* GIVEN PASSAGE:
════════════════════

# Best $20-$40 headlamp



## dave43 (Dec 23, 2007)

What do you think? Need something for ice fishing. The brighter the better.


----------



## da.gee (Dec 23, 2007)

zfreak has some good deals on Princeton Tec EOS headlamps over in the Marketplace. They are decent stock but I sent a couple to datiLED and he modded them with a Seoul LED ($32). They are awesome. It would put you over your $40 budget but you'd have an excellent product.

zfreak sells out fast so go take a look if it is of interest to you.


----------



## sabre7 (Dec 23, 2007)

Fenix L0D Q4?- a little over $40, very, very bright, comes with clip, mount on brim of baseball hat... instant headlamp!! when not ice fishing use it as an EDC light or general use. Even has snowflakes on it too!!


----------



## WadeF (Dec 23, 2007)

If you want something floody check out the Zebralights, which will be $39, or $49 for the Q5 version. These don't have much throw, and are mainly for lighting up all around you:

http://www.zebralight.com/

The nice thing is they offer a very low, low, which works great for a book light, and runs for a long time, I think 3.5 days on low.


----------



## ltiu (Dec 23, 2007)

River Rock K2 headlight. 

Available at Target stores for around $26. 

Water resistant (but tested waterproof up to 2 feet by myself).

════════════════════

* SUPPLIED MATERIAL:
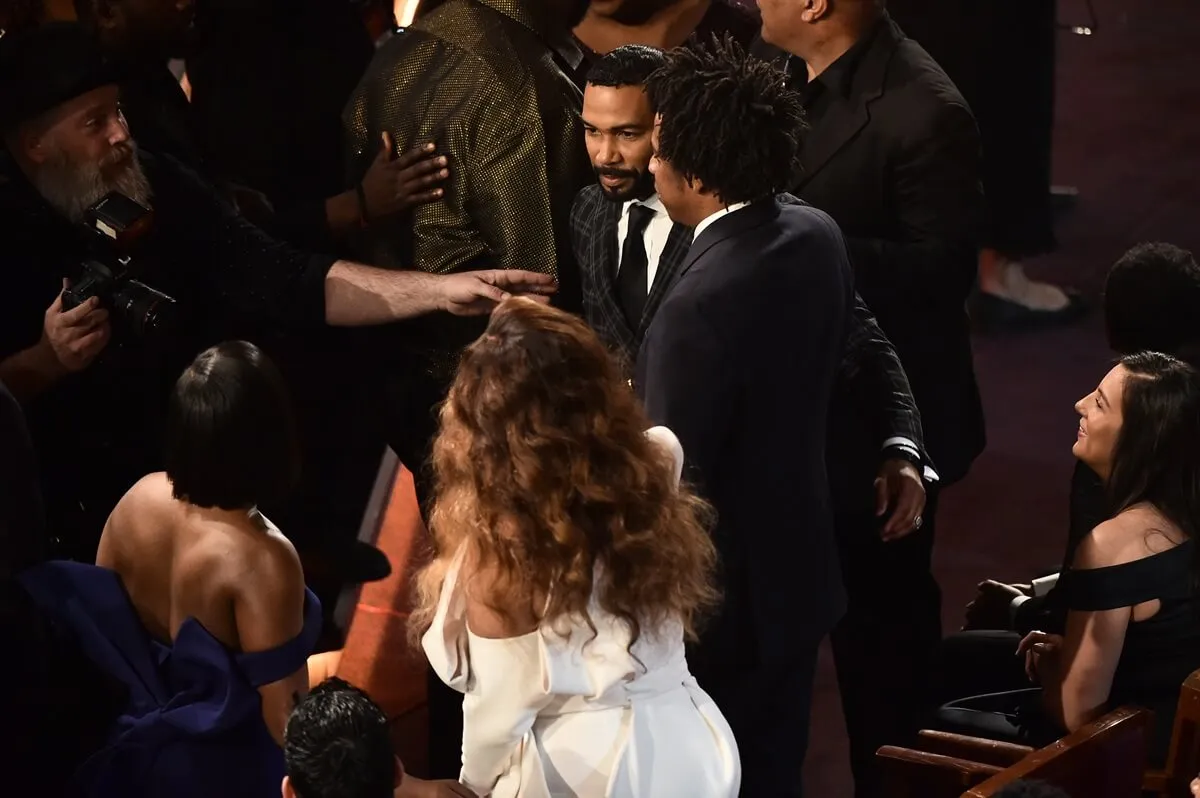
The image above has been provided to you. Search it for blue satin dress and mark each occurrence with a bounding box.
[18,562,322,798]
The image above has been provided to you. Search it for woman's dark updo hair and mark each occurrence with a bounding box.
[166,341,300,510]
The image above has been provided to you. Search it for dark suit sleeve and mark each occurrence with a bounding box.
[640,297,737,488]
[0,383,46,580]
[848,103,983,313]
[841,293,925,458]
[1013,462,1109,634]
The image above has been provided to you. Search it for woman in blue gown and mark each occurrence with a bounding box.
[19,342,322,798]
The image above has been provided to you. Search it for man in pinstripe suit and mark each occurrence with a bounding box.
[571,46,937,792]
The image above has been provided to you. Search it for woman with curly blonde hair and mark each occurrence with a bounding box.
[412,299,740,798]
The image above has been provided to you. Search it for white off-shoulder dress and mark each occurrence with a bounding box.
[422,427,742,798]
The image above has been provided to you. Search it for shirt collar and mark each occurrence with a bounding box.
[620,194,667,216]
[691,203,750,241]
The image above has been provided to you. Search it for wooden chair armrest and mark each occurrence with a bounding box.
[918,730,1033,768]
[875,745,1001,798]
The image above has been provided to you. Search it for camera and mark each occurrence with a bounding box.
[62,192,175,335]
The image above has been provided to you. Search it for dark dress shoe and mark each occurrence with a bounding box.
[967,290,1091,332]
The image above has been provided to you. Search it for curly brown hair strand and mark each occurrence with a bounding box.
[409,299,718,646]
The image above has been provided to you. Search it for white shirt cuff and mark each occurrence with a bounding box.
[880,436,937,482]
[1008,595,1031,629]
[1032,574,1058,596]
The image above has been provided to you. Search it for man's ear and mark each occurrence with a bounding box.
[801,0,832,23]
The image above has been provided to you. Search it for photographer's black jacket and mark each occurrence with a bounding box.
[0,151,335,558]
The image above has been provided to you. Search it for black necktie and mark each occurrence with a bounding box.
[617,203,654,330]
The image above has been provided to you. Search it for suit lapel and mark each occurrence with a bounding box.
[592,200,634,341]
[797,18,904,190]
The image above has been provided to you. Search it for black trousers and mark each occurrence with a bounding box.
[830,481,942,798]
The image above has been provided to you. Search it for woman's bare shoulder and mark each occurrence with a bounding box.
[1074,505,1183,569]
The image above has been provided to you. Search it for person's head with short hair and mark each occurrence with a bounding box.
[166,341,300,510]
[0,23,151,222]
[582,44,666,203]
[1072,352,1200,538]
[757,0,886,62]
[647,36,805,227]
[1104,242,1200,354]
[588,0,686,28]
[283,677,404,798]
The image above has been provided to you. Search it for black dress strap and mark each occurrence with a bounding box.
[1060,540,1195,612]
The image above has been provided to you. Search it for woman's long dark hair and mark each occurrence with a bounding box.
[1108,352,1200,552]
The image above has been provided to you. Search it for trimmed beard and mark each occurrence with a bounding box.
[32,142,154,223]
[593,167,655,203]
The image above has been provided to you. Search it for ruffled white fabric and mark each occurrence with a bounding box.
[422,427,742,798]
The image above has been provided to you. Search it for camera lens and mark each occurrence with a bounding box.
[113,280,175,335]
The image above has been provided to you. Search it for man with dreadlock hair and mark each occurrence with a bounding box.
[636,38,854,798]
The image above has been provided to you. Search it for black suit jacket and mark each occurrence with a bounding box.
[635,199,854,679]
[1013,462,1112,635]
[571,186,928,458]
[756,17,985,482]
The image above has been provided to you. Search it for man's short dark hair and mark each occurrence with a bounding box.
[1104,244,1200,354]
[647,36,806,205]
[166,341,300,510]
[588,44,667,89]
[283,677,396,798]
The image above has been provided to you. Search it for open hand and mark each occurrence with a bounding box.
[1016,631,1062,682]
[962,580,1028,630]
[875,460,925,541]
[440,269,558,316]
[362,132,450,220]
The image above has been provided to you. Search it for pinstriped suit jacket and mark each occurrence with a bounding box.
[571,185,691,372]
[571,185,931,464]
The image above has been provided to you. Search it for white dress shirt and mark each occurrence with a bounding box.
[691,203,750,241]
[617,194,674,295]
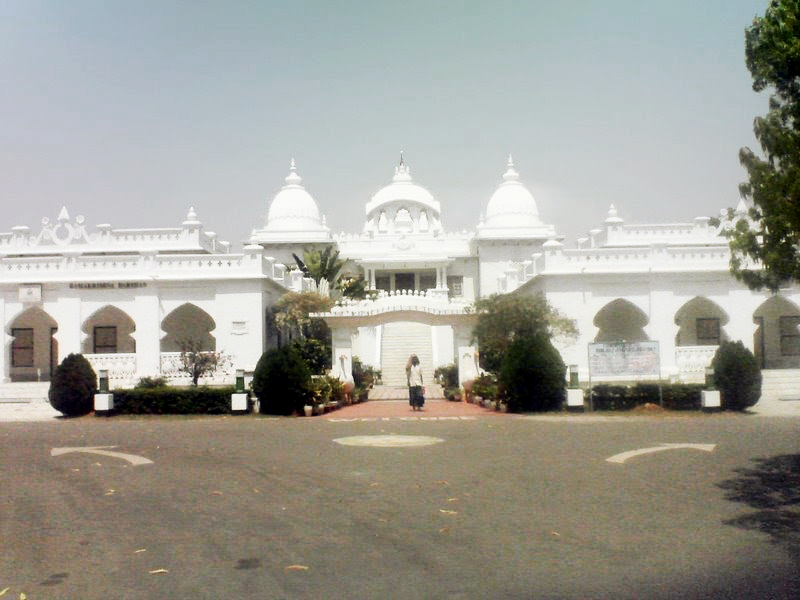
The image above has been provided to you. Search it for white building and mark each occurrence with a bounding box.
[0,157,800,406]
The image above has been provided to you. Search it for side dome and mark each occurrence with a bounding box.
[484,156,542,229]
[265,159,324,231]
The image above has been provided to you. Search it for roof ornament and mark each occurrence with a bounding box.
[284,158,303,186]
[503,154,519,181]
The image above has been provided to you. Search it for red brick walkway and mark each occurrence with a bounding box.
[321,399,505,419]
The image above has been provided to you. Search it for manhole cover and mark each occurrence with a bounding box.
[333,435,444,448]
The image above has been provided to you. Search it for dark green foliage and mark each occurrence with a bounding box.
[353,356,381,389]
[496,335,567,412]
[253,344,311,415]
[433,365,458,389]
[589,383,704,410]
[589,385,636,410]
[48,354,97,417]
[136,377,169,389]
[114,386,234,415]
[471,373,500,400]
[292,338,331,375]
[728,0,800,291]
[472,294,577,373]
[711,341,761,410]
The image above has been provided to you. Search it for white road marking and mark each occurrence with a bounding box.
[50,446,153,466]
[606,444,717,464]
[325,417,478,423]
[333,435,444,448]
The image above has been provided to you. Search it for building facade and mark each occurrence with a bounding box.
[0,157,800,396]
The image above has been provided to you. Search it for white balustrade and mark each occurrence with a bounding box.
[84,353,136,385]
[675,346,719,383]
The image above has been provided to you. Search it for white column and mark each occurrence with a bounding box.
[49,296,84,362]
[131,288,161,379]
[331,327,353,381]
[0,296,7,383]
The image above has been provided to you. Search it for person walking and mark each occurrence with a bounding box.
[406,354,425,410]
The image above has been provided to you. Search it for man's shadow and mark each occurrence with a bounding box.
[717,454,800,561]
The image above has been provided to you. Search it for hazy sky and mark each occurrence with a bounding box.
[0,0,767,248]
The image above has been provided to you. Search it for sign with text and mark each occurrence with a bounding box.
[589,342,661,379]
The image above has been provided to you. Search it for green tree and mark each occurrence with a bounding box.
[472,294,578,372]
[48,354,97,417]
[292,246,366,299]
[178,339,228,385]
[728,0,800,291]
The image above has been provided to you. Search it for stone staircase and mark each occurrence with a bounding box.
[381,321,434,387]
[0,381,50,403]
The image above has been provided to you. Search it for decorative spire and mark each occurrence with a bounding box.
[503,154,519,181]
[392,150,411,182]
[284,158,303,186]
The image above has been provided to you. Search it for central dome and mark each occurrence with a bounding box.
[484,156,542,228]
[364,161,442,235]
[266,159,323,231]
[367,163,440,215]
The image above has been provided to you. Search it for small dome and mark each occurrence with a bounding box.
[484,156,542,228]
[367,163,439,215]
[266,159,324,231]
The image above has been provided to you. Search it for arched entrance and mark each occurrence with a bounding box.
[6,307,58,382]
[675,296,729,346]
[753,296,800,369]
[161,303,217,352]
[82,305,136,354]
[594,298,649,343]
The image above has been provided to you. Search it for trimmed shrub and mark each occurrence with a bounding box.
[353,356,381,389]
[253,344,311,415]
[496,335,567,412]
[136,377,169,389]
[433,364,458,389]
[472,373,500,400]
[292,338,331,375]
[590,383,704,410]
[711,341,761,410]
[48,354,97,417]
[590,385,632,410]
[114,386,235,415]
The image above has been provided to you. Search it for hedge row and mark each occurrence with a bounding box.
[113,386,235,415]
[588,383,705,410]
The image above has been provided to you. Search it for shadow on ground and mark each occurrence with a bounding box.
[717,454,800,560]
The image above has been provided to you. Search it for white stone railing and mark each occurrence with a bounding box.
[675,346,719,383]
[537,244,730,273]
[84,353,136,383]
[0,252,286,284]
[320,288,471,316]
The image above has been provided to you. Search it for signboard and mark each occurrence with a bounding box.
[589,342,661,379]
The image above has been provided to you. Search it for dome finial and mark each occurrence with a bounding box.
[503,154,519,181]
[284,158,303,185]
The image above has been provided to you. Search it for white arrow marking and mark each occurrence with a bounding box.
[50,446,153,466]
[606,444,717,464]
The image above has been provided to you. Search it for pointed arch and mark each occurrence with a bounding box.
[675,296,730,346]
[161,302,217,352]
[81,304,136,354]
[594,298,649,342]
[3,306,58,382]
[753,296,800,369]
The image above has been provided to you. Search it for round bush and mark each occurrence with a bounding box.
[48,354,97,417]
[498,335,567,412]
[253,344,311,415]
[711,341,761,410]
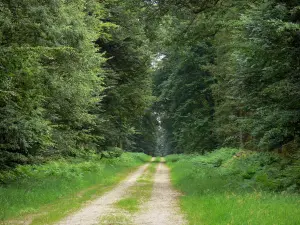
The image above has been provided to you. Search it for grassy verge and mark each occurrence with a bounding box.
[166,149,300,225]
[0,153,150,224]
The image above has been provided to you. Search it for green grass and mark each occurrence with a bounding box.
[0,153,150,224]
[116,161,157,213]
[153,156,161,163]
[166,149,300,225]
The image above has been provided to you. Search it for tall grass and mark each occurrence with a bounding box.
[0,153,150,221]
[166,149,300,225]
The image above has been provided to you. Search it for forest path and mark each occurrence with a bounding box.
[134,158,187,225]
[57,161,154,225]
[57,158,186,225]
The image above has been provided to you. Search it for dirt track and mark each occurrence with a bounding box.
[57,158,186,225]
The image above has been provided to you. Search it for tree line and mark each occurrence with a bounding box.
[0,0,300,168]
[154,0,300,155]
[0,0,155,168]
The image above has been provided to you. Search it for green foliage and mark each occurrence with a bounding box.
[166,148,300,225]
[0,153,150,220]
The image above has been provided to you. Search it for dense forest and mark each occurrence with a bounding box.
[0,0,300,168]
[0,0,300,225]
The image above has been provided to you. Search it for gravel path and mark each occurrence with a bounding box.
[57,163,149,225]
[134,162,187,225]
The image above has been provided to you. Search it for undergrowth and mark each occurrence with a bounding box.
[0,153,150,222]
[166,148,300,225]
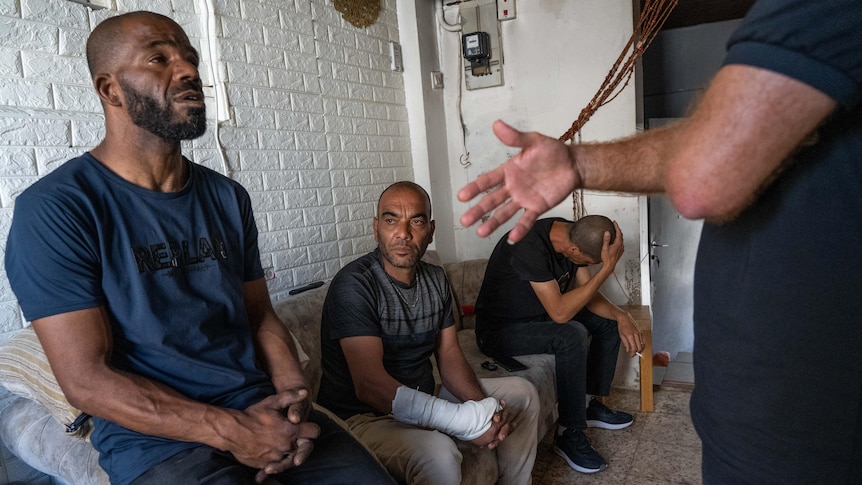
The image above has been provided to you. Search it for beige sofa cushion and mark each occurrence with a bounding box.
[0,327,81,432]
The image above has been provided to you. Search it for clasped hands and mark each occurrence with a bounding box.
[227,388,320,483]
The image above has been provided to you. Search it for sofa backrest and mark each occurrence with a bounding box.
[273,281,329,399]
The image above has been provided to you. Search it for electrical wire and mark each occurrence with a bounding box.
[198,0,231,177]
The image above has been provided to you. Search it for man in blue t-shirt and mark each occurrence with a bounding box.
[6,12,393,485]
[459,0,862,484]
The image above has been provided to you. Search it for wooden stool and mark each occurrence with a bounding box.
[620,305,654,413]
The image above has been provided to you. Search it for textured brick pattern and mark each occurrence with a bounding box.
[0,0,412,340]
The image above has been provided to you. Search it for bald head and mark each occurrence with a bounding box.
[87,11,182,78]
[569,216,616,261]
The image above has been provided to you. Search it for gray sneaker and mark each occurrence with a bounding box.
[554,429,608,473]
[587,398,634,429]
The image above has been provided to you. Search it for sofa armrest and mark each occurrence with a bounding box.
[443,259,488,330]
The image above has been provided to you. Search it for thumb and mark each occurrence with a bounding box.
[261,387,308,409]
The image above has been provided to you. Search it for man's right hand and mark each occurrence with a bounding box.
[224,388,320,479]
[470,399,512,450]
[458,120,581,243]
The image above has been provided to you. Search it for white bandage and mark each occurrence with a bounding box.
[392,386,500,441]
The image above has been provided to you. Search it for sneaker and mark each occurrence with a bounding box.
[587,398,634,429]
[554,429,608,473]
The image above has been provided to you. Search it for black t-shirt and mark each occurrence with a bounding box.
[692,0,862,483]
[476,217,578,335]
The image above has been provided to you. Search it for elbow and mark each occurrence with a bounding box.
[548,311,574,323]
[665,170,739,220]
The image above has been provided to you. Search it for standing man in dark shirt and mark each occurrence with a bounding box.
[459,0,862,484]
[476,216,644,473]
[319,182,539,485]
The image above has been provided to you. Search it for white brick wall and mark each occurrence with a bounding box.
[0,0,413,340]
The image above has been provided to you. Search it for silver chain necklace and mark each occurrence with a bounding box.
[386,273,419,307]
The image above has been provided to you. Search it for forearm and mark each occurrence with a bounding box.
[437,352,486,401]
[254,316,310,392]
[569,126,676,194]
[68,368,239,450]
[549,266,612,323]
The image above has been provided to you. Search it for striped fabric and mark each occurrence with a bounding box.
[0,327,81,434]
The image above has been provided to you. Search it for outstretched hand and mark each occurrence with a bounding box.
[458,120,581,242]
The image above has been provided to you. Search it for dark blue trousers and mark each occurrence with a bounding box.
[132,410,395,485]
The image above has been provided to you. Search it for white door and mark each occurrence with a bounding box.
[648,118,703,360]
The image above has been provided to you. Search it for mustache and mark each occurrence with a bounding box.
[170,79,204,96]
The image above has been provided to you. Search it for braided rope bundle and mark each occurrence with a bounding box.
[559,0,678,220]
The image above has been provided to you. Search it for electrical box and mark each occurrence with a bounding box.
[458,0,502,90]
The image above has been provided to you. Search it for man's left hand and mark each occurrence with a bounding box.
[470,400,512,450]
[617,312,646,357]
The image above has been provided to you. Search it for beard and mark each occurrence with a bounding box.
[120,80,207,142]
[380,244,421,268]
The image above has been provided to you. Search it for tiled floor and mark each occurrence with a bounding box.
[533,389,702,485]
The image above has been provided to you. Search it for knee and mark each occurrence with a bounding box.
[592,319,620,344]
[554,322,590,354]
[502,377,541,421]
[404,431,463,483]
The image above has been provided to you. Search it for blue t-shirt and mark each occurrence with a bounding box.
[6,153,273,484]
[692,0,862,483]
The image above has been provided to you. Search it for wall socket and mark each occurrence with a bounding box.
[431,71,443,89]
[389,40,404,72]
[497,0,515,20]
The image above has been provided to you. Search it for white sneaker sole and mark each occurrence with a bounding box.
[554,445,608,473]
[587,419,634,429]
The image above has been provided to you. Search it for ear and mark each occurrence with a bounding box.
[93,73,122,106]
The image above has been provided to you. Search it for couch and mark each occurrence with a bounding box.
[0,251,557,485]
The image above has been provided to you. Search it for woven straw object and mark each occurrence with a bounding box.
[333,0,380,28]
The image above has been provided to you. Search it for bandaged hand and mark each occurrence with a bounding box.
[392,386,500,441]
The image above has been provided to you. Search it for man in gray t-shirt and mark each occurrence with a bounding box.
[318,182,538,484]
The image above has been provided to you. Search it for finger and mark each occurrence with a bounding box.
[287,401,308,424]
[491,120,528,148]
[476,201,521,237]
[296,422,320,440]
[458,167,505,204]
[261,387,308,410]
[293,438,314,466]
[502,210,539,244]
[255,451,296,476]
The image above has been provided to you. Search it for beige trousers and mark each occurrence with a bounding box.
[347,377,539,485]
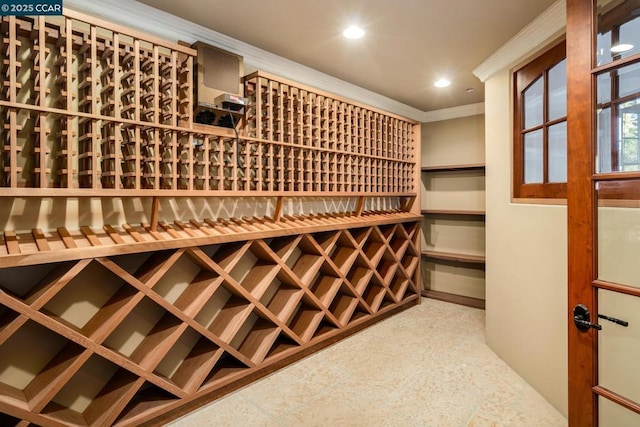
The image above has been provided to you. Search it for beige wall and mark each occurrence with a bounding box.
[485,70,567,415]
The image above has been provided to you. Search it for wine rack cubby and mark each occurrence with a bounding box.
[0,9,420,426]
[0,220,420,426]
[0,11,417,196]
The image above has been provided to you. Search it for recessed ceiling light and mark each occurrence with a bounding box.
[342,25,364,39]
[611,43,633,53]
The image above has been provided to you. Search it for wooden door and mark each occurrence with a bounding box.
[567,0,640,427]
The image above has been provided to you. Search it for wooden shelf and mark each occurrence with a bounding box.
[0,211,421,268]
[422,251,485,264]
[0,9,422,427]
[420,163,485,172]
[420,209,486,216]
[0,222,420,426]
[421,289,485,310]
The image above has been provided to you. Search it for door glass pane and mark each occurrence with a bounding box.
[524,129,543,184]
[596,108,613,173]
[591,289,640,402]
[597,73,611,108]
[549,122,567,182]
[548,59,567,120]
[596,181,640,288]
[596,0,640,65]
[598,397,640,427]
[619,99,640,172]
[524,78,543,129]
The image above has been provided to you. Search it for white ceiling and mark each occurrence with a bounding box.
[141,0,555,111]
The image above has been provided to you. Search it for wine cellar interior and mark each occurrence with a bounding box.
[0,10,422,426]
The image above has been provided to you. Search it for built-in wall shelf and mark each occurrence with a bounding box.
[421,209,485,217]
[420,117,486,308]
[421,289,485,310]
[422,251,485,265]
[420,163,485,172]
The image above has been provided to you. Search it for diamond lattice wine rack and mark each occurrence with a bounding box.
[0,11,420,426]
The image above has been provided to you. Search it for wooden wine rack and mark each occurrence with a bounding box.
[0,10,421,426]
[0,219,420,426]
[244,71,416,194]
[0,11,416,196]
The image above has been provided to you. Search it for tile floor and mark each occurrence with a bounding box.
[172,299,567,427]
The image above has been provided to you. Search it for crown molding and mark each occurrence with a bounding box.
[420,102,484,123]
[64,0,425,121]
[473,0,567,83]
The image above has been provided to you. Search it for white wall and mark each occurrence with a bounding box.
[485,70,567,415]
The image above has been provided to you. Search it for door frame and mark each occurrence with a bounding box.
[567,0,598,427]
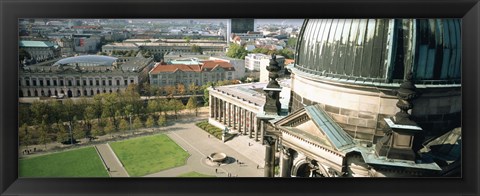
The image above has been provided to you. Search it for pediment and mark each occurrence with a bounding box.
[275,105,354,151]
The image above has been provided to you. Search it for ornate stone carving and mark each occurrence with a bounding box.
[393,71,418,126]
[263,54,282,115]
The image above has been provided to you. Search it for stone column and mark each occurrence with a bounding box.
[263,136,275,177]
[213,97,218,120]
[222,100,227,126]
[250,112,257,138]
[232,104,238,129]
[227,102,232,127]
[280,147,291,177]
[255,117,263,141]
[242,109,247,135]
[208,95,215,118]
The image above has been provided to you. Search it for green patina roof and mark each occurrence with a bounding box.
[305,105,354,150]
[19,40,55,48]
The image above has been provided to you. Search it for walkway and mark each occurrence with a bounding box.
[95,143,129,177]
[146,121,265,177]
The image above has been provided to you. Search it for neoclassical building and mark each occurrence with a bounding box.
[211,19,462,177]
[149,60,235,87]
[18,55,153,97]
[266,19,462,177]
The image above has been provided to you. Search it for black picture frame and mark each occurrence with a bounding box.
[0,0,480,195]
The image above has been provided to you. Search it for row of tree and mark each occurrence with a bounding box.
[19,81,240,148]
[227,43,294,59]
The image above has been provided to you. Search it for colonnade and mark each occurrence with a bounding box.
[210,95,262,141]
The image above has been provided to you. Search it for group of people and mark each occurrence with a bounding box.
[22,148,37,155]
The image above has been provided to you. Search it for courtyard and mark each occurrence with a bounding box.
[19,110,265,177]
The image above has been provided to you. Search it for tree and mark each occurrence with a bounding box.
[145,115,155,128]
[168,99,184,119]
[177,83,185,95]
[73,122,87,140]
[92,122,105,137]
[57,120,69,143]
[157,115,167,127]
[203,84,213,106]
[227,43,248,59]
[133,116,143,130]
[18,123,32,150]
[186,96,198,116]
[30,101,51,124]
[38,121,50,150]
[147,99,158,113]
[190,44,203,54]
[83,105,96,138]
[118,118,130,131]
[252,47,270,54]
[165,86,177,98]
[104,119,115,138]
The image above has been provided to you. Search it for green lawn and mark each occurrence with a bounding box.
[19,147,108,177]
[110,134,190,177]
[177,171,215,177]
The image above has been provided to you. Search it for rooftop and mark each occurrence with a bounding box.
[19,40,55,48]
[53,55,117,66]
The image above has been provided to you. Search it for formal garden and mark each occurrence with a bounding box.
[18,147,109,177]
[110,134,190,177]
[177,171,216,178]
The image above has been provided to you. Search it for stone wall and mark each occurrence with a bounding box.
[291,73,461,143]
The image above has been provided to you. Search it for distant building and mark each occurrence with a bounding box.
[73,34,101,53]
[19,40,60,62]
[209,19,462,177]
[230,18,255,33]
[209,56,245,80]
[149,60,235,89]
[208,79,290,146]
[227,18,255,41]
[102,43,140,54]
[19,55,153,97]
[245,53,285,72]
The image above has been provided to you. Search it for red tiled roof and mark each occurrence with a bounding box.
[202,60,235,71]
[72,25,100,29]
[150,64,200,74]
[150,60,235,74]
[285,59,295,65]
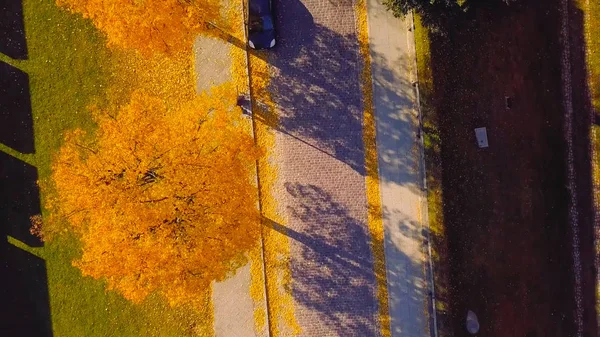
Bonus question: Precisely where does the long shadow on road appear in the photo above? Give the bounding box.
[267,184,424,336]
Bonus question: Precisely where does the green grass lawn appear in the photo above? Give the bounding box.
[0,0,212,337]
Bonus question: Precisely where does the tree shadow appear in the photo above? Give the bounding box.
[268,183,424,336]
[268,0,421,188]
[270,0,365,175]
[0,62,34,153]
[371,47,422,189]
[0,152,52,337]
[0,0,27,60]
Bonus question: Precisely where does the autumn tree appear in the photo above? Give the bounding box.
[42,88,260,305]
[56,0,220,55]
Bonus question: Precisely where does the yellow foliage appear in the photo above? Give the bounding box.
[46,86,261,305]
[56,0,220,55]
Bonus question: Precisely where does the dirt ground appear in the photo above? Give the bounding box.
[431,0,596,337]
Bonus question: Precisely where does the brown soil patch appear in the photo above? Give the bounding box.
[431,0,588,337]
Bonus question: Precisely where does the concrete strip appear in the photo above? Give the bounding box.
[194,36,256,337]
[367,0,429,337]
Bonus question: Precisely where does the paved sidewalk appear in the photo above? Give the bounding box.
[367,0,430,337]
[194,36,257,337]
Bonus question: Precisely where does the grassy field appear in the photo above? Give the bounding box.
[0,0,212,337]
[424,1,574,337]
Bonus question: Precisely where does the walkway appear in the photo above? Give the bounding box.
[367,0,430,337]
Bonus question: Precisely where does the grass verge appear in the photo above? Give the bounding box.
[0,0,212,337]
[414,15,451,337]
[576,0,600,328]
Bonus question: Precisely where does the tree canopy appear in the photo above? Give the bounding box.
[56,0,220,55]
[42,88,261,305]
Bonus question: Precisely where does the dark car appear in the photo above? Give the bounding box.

════════════════════

* EXERCISE INSTRUCTIONS:
- a) Decide whether each statement agrees with the headlamp thread: (i) The Q5 version of the Zebralights costs $49. (ii) The River Rock K2 can be bought at Target for around $26. (iii) datiLED modded the Princeton Tec EOS headlamps with a Cree LED. Give yes or no for each, with the deciding words from the thread quoted exactly.
- b) From the headlamp thread, copy the passage between "http://www.zebralight.com/" and "for around $26.", inclusive.

* ANSWERS TO THE TASKS:
- a)
(i) Yes: "which will be $39, or $49 for the Q5 version"
(ii) Yes: "Available at Target stores for around $26."
(iii) No: "he modded them with a Seoul LED ($32)"

- b)
http://www.zebralight.com/

The nice thing is they offer a very low, low, which works great for a book light, and runs for a long time, I think 3.5 days on low.


----------



## ltiu (Dec 23, 2007)

River Rock K2 headlight. 

Available at Target stores for around $26.